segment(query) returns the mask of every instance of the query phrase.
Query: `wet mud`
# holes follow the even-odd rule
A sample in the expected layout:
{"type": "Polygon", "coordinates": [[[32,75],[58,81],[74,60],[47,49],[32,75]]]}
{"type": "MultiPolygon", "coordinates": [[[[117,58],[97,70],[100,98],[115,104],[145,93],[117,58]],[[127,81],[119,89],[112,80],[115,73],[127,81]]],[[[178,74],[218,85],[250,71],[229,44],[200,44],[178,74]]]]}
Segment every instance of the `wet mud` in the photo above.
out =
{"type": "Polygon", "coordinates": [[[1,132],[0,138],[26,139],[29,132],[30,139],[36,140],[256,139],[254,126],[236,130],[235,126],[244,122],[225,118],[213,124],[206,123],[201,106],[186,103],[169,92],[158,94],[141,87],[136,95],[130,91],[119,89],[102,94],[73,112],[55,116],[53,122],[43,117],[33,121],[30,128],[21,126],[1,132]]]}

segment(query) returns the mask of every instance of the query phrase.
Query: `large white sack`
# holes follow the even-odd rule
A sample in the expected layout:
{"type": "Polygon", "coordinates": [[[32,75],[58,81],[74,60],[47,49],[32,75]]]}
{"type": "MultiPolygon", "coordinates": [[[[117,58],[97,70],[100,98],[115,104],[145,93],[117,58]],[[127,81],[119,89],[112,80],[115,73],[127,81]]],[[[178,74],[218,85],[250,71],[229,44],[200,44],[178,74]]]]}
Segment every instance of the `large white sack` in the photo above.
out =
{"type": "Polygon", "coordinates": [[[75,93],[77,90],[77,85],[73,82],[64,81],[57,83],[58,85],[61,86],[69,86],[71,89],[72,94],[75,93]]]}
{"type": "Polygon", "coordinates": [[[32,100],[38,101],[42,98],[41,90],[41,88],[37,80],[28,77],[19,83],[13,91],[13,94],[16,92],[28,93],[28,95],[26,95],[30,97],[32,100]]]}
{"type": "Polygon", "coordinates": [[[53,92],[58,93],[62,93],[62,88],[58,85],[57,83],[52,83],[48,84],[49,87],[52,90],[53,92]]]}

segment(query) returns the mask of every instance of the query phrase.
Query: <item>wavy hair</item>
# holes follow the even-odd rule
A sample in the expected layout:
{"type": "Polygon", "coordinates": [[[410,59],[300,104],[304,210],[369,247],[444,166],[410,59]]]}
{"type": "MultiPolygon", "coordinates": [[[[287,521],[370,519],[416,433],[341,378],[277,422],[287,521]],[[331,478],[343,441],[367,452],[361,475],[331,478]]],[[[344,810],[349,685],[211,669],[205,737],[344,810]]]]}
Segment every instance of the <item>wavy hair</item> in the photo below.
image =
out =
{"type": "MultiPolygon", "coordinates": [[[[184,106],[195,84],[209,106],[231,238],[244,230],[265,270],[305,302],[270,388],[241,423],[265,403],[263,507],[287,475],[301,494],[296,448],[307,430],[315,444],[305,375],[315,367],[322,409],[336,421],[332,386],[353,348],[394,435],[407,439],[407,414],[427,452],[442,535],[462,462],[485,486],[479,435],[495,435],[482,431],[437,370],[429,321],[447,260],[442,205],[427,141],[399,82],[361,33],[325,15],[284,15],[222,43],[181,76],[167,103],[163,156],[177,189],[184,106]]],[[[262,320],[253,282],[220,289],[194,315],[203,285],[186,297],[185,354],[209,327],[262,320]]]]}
━━━━━━━━━━━━━━━━━━━━━━━━━━━━━━
▶ _Directive_: Every line above needs to be retyped exactly.

▶ _Solution below_:
segment(query) returns the mask of every instance of the query phrase.
Query: `wet mud`
# holes follow the even-odd rule
A sample in the expected layout:
{"type": "Polygon", "coordinates": [[[32,75],[58,81],[74,60],[47,49],[32,75]]]}
{"type": "MultiPolygon", "coordinates": [[[[117,58],[97,70],[100,98],[115,104],[145,93],[117,58]],[[127,81],[119,89],[112,80],[115,73],[127,81]]],[[[178,74],[218,85],[250,71],[229,44],[200,44],[178,74]]]]}
Segment every instance of the `wet mud` in the photo above.
out =
{"type": "Polygon", "coordinates": [[[1,132],[0,138],[26,139],[29,132],[30,139],[36,140],[256,139],[254,126],[236,130],[235,126],[244,122],[225,118],[213,124],[206,123],[201,106],[186,103],[169,92],[158,94],[141,87],[136,95],[130,91],[119,89],[102,94],[73,112],[55,116],[53,122],[43,117],[33,121],[30,128],[21,126],[1,132]]]}

segment(query) returns the mask of every instance of the query phrase.
Query: `large white sack`
# holes follow the even-odd rule
A sample in the expected layout:
{"type": "Polygon", "coordinates": [[[32,75],[58,81],[74,60],[47,49],[32,75]]]}
{"type": "MultiPolygon", "coordinates": [[[[117,58],[97,70],[100,98],[115,104],[145,93],[117,58]],[[127,81],[119,89],[112,80],[115,73],[127,81]]],[[[178,74],[218,85],[250,71],[229,44],[200,44],[178,74]]]]}
Segment every instance of the `large white sack` in the photo above.
out =
{"type": "Polygon", "coordinates": [[[75,93],[77,90],[77,85],[73,82],[64,81],[57,83],[58,85],[61,86],[69,86],[71,89],[72,94],[75,93]]]}
{"type": "Polygon", "coordinates": [[[32,100],[38,101],[42,98],[41,90],[41,88],[37,80],[28,77],[19,83],[13,91],[13,94],[16,92],[28,93],[28,95],[26,95],[30,97],[32,100]]]}
{"type": "Polygon", "coordinates": [[[53,92],[58,93],[62,93],[62,88],[58,85],[57,83],[52,83],[48,84],[49,87],[52,90],[53,92]]]}

segment(query) returns the mask of every instance of the query phrase.
Query: <item>wavy hair</item>
# holes follow the even-odd rule
A sample in the expected layout:
{"type": "Polygon", "coordinates": [[[410,59],[300,104],[304,210],[369,247],[444,166],[410,59]]]}
{"type": "MultiPolygon", "coordinates": [[[[287,521],[370,519],[416,433],[341,378],[277,422],[287,521]],[[331,478],[343,441],[367,452],[361,475],[331,478]]],[[[344,810],[349,685],[211,669],[205,737],[344,810]]]]}
Segment every instance of the <item>wavy hair</item> in the photo below.
image =
out =
{"type": "MultiPolygon", "coordinates": [[[[184,106],[195,84],[209,106],[231,238],[244,230],[265,270],[305,302],[270,388],[241,423],[265,403],[263,507],[287,475],[301,494],[296,448],[307,430],[315,444],[305,375],[315,367],[322,409],[336,421],[332,386],[353,348],[394,435],[407,439],[407,414],[427,452],[442,535],[462,462],[485,486],[479,435],[495,435],[482,431],[437,370],[429,321],[447,260],[442,205],[427,141],[399,82],[361,33],[325,15],[284,15],[222,43],[181,76],[167,103],[163,156],[177,189],[184,106]]],[[[262,320],[253,282],[220,289],[194,315],[203,285],[186,297],[185,354],[209,327],[262,320]]]]}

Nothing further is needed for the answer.